-- Brief --
Reproduce each of the rows below word for word, changing nothing and leaving none out.

-- Record extracts --
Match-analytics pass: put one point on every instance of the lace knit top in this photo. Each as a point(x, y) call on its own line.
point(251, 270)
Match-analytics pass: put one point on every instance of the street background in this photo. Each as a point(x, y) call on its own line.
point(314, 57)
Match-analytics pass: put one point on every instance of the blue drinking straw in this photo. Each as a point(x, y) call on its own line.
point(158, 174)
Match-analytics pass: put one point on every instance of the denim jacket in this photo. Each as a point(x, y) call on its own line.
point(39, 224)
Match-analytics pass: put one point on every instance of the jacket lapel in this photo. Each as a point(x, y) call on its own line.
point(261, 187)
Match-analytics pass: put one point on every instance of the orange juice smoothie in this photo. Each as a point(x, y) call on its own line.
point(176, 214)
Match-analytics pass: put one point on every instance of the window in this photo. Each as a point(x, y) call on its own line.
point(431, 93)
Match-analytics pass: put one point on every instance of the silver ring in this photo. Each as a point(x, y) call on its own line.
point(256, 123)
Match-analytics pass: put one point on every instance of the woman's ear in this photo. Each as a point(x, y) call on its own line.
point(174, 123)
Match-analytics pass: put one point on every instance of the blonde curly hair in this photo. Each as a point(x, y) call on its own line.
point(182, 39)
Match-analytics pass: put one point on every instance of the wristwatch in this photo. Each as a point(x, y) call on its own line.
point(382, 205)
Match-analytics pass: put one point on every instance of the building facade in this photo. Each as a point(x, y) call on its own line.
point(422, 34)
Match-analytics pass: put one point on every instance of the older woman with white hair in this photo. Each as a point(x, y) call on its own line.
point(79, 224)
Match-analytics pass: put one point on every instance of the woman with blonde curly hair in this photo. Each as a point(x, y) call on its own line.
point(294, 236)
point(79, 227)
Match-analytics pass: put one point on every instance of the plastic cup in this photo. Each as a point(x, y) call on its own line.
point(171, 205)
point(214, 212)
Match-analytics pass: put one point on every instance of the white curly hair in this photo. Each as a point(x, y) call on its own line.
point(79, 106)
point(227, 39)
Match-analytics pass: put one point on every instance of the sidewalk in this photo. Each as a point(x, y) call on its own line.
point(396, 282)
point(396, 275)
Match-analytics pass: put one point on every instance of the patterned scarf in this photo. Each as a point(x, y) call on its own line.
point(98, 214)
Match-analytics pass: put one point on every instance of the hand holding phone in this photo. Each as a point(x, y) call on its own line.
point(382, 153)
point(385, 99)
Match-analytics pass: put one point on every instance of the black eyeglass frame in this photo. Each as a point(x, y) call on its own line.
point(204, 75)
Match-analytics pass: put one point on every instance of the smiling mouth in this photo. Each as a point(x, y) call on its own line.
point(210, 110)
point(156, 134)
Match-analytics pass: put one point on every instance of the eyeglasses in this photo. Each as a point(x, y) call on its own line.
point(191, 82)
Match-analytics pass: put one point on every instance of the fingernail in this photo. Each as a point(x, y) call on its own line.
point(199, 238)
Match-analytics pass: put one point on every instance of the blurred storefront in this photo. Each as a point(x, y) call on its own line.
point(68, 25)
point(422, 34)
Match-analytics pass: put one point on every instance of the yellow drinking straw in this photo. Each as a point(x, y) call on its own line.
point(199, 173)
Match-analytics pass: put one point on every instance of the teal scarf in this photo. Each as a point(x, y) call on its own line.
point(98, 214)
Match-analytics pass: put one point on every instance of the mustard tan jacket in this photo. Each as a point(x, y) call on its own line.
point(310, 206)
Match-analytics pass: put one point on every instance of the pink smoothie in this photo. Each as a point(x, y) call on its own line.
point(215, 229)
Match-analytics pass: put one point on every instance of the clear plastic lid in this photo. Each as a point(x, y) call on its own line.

-- Answer below --
Match-analytics pass: put one point on every instance of the lace knit top in this photo. Each as a point(x, y) call on its own line.
point(251, 270)
Match-analytics pass: put one point on every instance of the street background in this photo. Each as a point(x, y) call on its own line.
point(314, 57)
Match-analytics pass: put one point on every instance of the blue drinking straw in this photo. Each as a point(x, y) call on its own line.
point(158, 174)
Match-analytics pass: put one point on every instance of the denim jacket in this photo. Each as a point(x, y) call on its own line.
point(39, 224)
Match-analytics pass: put one point on every instance of the jacket lapel in this photo. Each as a point(x, y) call on its own line.
point(261, 187)
Match-analytics pass: put one point on every instance of the orange juice smoothie in this photo. Each as a point(x, y) call on its own line.
point(176, 214)
Match-analytics pass: put one point on every instance of the window in this photo. Each as a point(x, y) call on its own line.
point(431, 93)
Match-analytics pass: put one point on every instance of the silver ring in this photo. Each as a point(x, y) call on its own line.
point(256, 123)
Match-analytics pass: put one point on every instance of the woman's ear in this photo. Each as a point(x, y) call on its own line.
point(174, 123)
Match-analytics pass: put one point on every instance of the blonde curly hair in this photo. Each as a point(x, y) call on its own line.
point(182, 39)
Match-analytics pass: put one point on every instance of the wristwatch in this photo. Each as a point(x, y) call on its own line.
point(382, 205)
Match-analytics pass: put one point on every instance of the building facade in this photo. Each as a point(x, y) call on its own line.
point(422, 34)
Match-analytics pass: put one point on every instance of the older woman with white hair in this photo. Each as a point(x, y) call on its own line.
point(79, 224)
Match-analytics pass: put one point on every instance of the woman with blonde curly hair in this photo. Each as a point(x, y) call on its own line.
point(294, 236)
point(79, 227)
Match-analytics pass: put one point on every instance of the plastic cup in this photo. Each as a point(x, y) call on its own line.
point(171, 205)
point(214, 212)
Match-analytics pass: put one point on every instance of the white curly hair in this photo. Each as a point(x, y) call on its own line.
point(79, 106)
point(227, 39)
Match-analytics pass: put one point on every instance of the sidewalk in this photo. Each as a point(x, y) call on its own line.
point(396, 282)
point(396, 275)
Match-analytics pass: put one point on every instance of the patterned scarf in this photo. Each as a point(x, y) call on its own line.
point(98, 214)
Match-analytics pass: put one point on every instance of the hand holding phone in this photo. Each as a point(x, y) call on its own line.
point(382, 153)
point(385, 99)
Match-analytics pass: put one point on every instance of the black eyeglass frame in this photo. Each as a point(x, y) call on its own line.
point(204, 75)
Match-analytics pass: put one point on every instance of the smiling mouth in this photo. Each as a point(x, y) call on its own line.
point(210, 110)
point(156, 134)
Match-analytics pass: put one point on every instance of the eyeglasses in this photo. Each as a point(x, y) call on its own line.
point(191, 82)
Match-analytics pass: put one point on every instance of the fingernail in this photo. Each as a point(x, y) call on its own line.
point(199, 238)
Match-analytics pass: put one point on every instance of the blurred storefront in this photo. Each as a point(x, y) call on its own line.
point(68, 25)
point(422, 34)
Match-analytics pass: put one point on every instance of the yellow drinking straw in this photo. Each as a point(x, y) call on its own line.
point(199, 173)
Match-analytics pass: put one point on every instance of the teal scarf in this photo. Each as a point(x, y) call on its own line.
point(98, 214)
Match-analytics pass: put one point on every instance of the mustard tan jacket in this photo. Each as a point(x, y) call on its own line.
point(310, 206)
Match-analytics pass: put one point on every instance of the pink smoothie in this photo. Each as a point(x, y) call on its own line.
point(215, 229)
Match-analytics pass: put one point on every instance of the clear plastic lid in this photo. Each as a point(x, y) call on its own line.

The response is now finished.